Begin at the line that contains "Exercise. Locate the yellow" and repeat every line from there to the end of the records below, inclusive, without adding any other line.

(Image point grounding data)
+---+

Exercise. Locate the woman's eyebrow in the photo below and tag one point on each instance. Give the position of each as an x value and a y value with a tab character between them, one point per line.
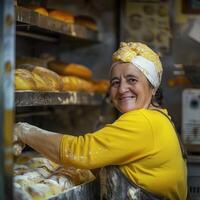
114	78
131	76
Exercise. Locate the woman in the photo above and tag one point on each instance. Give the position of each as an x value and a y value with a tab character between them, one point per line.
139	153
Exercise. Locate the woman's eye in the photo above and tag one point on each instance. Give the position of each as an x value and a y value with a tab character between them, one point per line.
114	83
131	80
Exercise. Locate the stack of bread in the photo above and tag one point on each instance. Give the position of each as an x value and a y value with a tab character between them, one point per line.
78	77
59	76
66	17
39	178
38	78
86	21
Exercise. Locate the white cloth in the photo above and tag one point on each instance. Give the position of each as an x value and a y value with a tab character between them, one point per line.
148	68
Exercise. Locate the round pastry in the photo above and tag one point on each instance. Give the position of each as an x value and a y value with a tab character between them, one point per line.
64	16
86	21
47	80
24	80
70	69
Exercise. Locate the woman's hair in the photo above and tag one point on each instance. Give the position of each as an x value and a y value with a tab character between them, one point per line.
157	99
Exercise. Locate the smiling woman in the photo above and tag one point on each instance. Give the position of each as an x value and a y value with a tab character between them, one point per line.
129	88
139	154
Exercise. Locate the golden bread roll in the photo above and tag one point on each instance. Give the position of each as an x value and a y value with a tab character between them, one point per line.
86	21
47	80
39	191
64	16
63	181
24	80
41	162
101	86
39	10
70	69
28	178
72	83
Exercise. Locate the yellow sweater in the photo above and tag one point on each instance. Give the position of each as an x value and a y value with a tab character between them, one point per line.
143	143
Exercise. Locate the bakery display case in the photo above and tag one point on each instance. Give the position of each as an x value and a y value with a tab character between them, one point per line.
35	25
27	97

+---+

### Task result
Exercise. Locate the yellow sweater in the photo above and tag one point on each instance. Give the position of each as an x value and a y value with a tab character between them, one point per line.
143	143
Exercise. Locate the bakery display case in the photo above and tag one point on each instance. Give the position of each as an x value and a y value with a tab character between them, one point per line.
35	25
27	97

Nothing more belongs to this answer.